Natural language region descriptions:
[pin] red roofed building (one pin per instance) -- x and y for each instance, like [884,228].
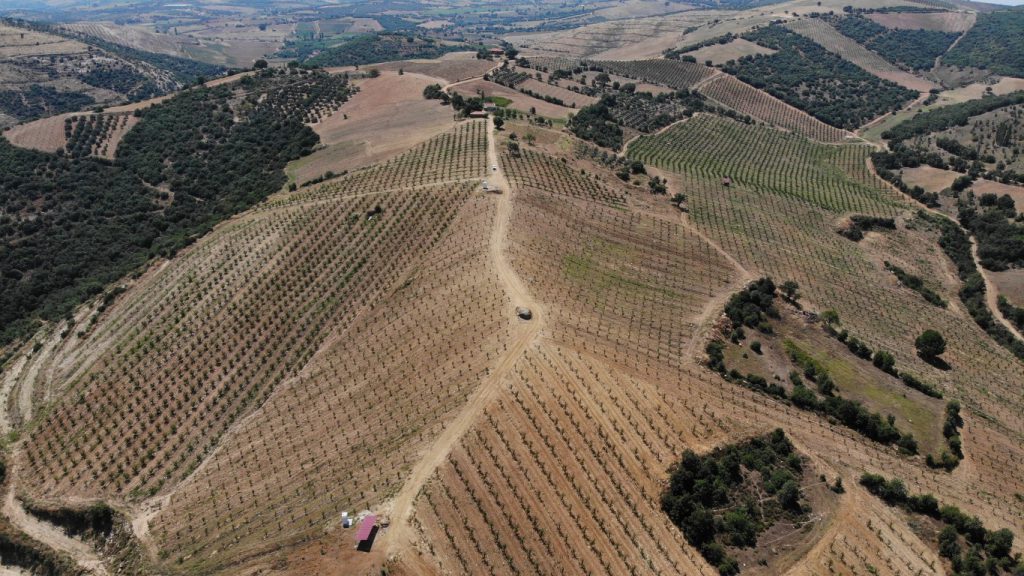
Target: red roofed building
[366,530]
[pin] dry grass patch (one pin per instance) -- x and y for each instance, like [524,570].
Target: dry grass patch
[1011,284]
[932,179]
[520,101]
[387,117]
[45,134]
[721,53]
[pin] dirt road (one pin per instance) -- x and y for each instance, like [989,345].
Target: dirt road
[991,292]
[523,334]
[45,532]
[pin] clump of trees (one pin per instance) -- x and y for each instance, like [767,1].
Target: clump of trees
[711,500]
[805,75]
[930,345]
[992,43]
[595,123]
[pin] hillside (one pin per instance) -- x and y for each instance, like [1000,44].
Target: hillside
[46,73]
[708,288]
[184,165]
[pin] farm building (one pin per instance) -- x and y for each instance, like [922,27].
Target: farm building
[365,535]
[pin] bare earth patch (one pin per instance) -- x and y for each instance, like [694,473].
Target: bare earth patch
[944,22]
[388,116]
[1011,284]
[45,134]
[988,187]
[721,53]
[932,179]
[520,101]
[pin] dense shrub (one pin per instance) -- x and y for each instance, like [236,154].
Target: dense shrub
[807,76]
[709,497]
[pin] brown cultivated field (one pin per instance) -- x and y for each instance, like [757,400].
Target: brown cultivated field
[627,39]
[822,33]
[982,186]
[675,74]
[747,99]
[721,53]
[386,117]
[453,70]
[566,95]
[944,22]
[363,268]
[137,37]
[20,42]
[520,101]
[932,179]
[46,134]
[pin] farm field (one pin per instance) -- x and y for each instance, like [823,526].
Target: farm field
[45,134]
[729,216]
[387,116]
[1011,285]
[757,104]
[451,70]
[994,133]
[982,186]
[975,90]
[828,38]
[334,321]
[353,274]
[632,39]
[942,22]
[721,53]
[930,178]
[137,37]
[562,394]
[570,98]
[674,74]
[520,101]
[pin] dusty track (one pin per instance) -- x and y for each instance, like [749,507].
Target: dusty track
[523,334]
[45,532]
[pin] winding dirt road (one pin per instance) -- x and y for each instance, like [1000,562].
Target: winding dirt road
[523,334]
[52,536]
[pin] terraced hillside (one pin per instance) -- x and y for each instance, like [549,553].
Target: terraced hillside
[44,72]
[397,338]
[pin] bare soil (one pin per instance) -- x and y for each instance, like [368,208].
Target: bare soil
[721,53]
[520,101]
[387,117]
[944,22]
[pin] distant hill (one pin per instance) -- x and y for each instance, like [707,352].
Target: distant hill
[45,71]
[995,43]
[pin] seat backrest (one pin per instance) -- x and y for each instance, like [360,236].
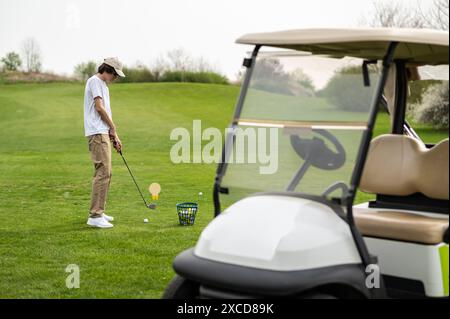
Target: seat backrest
[401,165]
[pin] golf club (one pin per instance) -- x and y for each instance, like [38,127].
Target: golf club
[150,206]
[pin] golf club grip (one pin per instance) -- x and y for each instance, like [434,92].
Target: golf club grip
[134,180]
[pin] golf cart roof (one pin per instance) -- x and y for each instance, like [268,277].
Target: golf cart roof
[418,46]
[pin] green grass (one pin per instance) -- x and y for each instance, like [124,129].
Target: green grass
[45,180]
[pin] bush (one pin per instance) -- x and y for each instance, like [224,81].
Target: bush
[190,76]
[137,74]
[11,61]
[346,91]
[434,106]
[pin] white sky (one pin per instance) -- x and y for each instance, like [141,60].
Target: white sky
[70,32]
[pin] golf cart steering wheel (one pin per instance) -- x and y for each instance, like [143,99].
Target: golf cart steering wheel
[317,152]
[335,186]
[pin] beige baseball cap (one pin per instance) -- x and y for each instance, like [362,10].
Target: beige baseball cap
[116,64]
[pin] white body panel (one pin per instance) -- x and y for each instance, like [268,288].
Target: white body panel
[278,233]
[409,260]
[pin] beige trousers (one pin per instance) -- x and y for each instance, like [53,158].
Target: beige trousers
[100,149]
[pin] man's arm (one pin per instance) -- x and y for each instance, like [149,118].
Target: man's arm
[105,117]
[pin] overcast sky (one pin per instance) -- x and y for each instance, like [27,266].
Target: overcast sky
[70,32]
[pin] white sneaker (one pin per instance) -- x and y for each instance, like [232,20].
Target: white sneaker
[99,222]
[108,218]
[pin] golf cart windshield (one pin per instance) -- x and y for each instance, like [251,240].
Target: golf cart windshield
[305,116]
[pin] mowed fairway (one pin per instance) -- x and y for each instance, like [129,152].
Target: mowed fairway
[45,181]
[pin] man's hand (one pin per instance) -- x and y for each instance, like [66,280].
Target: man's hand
[117,143]
[112,132]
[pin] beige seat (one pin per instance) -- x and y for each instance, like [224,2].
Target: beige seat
[401,226]
[400,166]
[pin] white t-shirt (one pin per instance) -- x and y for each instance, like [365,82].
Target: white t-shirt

Exercise brief »
How many lines in the entries above include the string "shirt"? Answer with the number only.

Output below »
2